#### DATA ####

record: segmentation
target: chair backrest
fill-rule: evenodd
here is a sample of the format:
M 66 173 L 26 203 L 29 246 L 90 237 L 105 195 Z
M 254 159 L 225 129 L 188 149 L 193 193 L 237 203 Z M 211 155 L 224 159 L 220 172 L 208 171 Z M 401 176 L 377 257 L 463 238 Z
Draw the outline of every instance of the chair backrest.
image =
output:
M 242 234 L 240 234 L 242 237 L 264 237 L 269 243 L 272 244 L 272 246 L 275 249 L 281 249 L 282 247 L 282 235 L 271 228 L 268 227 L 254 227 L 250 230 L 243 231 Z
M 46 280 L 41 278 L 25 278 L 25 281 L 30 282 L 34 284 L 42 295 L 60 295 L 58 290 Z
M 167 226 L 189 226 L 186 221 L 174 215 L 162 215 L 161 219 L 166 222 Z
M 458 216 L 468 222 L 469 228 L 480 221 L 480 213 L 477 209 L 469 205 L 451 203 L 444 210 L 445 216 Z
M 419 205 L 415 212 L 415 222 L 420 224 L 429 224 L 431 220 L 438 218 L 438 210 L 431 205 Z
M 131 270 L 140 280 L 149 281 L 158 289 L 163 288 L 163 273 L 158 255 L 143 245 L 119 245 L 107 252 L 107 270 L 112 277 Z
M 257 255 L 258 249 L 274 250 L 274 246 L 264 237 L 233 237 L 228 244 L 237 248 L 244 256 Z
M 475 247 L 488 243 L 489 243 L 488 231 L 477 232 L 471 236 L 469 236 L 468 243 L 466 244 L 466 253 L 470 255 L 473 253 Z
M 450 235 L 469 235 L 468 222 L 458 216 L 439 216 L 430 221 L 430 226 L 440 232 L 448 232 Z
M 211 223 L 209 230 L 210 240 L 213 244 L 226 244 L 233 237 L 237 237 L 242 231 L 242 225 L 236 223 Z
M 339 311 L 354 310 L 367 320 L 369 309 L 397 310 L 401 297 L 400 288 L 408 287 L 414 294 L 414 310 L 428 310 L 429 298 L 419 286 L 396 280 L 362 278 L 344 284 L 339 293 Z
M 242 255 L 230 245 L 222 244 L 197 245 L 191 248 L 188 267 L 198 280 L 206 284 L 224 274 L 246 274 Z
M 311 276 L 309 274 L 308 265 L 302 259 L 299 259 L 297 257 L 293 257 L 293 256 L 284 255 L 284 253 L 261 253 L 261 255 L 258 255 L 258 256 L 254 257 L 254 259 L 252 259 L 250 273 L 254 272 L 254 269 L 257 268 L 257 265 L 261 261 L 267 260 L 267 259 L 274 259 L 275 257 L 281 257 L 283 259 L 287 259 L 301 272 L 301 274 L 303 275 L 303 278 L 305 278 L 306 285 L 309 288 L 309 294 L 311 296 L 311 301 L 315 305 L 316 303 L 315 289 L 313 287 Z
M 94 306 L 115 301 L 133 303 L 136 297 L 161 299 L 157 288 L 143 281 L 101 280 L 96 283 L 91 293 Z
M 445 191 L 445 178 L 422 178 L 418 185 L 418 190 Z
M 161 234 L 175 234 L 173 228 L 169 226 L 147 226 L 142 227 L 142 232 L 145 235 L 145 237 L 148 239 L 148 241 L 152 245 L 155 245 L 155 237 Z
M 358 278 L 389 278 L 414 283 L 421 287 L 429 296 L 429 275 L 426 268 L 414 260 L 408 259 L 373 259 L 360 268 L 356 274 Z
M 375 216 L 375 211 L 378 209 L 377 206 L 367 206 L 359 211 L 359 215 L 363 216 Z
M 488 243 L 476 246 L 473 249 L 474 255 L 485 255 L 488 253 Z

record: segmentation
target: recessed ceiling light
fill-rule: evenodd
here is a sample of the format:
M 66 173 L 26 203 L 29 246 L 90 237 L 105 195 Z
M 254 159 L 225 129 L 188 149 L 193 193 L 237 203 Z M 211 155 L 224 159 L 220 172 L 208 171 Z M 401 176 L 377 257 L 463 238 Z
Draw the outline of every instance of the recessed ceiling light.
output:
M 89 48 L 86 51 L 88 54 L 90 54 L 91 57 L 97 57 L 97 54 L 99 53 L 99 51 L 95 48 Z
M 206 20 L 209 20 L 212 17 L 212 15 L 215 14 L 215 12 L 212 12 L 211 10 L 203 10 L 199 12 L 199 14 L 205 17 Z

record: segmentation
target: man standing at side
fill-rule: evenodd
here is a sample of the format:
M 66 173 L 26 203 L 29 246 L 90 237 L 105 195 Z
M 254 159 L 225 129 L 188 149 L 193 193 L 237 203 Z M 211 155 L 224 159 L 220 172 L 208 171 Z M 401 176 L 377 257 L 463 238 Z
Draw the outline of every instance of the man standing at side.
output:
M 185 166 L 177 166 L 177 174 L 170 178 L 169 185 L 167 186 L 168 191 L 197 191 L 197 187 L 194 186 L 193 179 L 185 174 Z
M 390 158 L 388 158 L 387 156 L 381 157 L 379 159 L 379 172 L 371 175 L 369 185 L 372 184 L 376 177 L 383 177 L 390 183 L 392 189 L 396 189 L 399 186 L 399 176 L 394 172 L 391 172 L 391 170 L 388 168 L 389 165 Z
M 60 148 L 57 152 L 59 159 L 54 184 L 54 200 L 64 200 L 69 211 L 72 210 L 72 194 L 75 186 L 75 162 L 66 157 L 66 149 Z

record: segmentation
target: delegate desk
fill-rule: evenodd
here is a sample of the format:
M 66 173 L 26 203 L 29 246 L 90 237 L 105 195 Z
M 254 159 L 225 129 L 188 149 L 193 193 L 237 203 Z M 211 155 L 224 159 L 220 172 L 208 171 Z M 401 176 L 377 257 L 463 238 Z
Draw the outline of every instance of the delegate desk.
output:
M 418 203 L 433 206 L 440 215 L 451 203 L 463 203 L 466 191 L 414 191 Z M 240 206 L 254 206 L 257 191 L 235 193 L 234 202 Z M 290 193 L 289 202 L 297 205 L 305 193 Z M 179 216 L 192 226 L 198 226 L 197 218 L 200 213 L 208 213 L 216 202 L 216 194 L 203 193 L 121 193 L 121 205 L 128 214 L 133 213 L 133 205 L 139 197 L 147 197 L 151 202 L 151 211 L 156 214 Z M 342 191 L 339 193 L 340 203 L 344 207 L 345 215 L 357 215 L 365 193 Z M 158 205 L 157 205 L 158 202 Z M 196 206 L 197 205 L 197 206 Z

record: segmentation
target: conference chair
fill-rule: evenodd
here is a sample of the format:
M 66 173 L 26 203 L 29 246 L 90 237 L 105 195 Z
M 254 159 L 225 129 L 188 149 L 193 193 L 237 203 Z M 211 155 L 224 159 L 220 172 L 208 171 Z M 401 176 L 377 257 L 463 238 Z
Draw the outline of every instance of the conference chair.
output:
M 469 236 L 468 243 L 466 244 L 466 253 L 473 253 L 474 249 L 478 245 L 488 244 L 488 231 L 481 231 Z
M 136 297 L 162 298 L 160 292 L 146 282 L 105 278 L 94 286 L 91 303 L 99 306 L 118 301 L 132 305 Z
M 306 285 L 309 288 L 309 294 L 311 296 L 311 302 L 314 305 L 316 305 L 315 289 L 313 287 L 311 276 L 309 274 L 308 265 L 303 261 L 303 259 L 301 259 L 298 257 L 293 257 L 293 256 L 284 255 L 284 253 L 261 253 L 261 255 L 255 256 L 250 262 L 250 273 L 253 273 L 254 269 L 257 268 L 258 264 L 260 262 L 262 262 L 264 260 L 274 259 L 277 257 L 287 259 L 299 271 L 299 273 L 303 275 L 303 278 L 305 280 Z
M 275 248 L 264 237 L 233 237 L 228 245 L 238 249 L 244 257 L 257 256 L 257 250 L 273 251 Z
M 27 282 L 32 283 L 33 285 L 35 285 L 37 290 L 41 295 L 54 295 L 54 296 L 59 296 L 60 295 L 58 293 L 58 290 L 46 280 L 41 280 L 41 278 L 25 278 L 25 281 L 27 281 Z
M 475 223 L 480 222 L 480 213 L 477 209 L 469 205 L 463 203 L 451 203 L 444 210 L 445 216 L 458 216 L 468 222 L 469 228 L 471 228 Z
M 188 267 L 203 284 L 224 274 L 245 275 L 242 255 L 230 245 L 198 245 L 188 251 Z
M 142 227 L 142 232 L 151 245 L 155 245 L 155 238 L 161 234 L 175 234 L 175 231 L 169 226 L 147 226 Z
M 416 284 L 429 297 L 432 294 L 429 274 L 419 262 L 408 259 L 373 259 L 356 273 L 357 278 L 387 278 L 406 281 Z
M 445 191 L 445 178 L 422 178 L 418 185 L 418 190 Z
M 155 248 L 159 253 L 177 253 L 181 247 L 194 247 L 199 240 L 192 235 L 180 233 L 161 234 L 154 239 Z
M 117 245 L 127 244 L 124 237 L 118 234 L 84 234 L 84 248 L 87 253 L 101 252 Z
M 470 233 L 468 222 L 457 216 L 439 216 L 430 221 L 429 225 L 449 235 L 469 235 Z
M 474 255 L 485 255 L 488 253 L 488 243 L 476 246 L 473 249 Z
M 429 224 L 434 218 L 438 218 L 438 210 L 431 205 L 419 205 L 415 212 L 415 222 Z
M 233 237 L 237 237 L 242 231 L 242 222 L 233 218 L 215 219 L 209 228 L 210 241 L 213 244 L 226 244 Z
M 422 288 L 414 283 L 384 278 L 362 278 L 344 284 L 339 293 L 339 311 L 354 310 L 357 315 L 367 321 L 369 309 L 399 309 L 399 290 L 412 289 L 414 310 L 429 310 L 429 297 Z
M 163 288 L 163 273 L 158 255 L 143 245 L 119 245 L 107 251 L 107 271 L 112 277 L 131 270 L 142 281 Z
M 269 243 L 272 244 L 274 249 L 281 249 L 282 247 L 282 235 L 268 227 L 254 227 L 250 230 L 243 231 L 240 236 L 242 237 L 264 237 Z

####

• [PROBLEM TO SOLVE]: Copy the items above verbatim, from the start of the items down to the line containing "M 167 226 L", including both ends.

• [RESULT FOR THIS EXERCISE]:
record: segmentation
target: chair backrest
fill-rule: evenodd
here is a sample of the format:
M 66 173 L 26 203 L 29 246 L 90 237 L 105 195 Z
M 254 159 L 225 129 L 188 149 L 193 193 L 237 203 Z M 211 155 L 224 159 L 220 172 L 208 171 Z M 401 176 L 377 257 L 463 238 Z
Draw the outline of every instance of the chair backrest.
image =
output:
M 242 234 L 240 234 L 242 237 L 264 237 L 269 243 L 272 244 L 272 246 L 275 249 L 281 249 L 282 247 L 282 235 L 271 228 L 268 227 L 254 227 L 250 230 L 243 231 Z
M 46 280 L 41 278 L 25 278 L 25 281 L 30 282 L 34 284 L 42 295 L 60 295 L 58 290 Z
M 167 226 L 189 226 L 186 221 L 174 215 L 162 215 L 161 219 L 166 222 Z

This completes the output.